> **Work instructions**: Only a number is wanted: how many lines in these records contain the word "metal"?

********************

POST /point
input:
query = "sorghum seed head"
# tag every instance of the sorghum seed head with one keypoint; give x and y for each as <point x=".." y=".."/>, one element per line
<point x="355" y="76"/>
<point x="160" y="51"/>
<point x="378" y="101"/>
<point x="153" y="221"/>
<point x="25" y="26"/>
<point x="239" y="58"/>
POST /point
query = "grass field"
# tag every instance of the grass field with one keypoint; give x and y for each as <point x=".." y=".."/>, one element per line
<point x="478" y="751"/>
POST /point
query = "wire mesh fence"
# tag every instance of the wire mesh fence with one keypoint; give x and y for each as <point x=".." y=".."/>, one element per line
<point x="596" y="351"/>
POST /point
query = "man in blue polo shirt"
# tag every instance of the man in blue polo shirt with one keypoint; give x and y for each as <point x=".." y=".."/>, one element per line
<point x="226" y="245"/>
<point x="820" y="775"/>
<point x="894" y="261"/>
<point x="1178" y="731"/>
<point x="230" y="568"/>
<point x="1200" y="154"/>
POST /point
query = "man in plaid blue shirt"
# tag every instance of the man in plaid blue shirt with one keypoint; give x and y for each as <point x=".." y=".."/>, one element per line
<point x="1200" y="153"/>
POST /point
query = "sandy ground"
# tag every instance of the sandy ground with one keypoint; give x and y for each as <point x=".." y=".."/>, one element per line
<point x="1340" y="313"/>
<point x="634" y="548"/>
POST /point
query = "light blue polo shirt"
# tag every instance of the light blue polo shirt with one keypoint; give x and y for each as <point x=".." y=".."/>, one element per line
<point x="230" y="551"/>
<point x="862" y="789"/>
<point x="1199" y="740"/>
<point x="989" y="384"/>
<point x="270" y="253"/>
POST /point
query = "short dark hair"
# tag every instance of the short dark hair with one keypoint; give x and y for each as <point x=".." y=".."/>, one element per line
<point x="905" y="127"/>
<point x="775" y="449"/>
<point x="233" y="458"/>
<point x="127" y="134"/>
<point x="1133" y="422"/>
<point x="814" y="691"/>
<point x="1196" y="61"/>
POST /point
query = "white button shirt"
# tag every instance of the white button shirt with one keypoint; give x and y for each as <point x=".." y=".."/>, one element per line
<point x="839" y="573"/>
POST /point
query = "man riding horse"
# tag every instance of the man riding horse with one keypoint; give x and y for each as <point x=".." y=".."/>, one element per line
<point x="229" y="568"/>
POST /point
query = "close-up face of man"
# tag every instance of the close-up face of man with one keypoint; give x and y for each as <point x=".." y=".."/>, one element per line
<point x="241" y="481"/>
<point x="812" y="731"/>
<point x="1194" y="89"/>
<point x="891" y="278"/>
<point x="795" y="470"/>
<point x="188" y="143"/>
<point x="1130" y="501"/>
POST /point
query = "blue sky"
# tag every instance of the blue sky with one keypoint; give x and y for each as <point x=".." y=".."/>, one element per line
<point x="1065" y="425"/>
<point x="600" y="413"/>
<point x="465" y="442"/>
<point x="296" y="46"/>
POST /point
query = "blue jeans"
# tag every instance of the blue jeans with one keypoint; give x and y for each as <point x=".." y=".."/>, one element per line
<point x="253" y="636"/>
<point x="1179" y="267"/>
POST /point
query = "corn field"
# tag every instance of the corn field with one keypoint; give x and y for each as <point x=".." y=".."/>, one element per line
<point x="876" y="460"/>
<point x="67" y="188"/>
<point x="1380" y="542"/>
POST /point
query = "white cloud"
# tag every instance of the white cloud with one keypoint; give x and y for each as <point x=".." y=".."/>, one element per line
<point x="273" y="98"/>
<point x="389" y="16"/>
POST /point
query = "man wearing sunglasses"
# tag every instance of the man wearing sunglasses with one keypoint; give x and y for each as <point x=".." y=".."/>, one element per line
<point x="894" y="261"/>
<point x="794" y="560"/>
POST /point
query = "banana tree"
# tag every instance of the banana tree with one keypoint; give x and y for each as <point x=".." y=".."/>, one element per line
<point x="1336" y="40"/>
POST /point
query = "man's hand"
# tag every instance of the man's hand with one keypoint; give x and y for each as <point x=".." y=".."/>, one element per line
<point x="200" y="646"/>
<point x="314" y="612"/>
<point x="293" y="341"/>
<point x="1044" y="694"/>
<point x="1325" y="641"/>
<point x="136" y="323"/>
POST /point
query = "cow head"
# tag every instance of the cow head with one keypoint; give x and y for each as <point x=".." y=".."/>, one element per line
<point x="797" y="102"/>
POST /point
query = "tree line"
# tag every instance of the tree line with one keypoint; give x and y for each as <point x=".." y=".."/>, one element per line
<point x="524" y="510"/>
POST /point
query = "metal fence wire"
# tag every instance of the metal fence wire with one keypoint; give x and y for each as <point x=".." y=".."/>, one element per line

********************

> **Written solution**: 2